§ **DATA EXCERPTS**
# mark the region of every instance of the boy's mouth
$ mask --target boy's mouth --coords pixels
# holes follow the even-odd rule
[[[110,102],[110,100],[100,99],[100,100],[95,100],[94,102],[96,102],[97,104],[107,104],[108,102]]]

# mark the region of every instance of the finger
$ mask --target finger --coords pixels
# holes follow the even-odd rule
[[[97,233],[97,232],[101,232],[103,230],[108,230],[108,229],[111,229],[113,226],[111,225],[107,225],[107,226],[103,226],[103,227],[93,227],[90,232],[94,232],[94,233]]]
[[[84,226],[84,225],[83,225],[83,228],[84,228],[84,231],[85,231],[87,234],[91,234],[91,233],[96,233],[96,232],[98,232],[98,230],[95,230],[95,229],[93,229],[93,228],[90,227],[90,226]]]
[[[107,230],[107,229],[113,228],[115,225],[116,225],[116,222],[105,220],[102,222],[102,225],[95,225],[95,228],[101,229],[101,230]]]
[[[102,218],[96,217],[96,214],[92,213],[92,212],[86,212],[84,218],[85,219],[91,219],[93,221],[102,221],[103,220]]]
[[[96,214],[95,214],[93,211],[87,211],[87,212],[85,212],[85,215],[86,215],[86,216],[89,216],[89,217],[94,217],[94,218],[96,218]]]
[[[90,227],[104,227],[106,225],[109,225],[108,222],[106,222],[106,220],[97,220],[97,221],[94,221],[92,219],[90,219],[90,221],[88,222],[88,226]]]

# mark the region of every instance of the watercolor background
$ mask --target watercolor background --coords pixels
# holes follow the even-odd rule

§ **TO DO**
Write down all of the records again, word for word.

§ **FINISHED EXERCISE**
# mark the region of every instance of the boy's mouth
$ mask --target boy's mouth --coords pixels
# holes follow the even-odd rule
[[[110,102],[110,100],[100,99],[100,100],[95,100],[94,102],[96,102],[97,104],[107,104],[108,102]]]

# mark the region of every instance of the finger
$ mask --target finger --coords pixels
# holes follow the even-odd rule
[[[97,233],[97,232],[101,232],[103,230],[108,230],[108,229],[111,229],[113,226],[111,225],[107,225],[107,226],[103,226],[103,227],[93,227],[90,232],[94,232],[94,233]]]
[[[84,226],[84,225],[83,225],[83,228],[84,228],[84,231],[85,231],[87,234],[91,234],[91,233],[96,233],[96,232],[98,232],[98,230],[95,230],[95,229],[93,229],[93,228],[90,227],[90,226]]]
[[[107,230],[107,229],[113,228],[115,225],[116,225],[116,222],[105,220],[102,222],[102,225],[95,225],[95,228],[101,229],[101,230]]]
[[[102,218],[96,217],[96,214],[92,213],[92,212],[86,212],[84,218],[85,219],[91,219],[93,221],[102,221],[103,220]]]
[[[96,214],[95,214],[93,211],[87,211],[87,212],[85,212],[85,215],[86,215],[86,216],[89,216],[89,217],[94,217],[94,218],[96,218]]]
[[[90,227],[104,227],[106,225],[109,225],[108,222],[106,222],[106,220],[97,220],[97,221],[94,221],[92,219],[90,219],[90,221],[88,222],[88,226]]]

# mark the region of every instance of the watercolor background
$ mask --target watercolor background --coords pixels
# holes follow the even-odd rule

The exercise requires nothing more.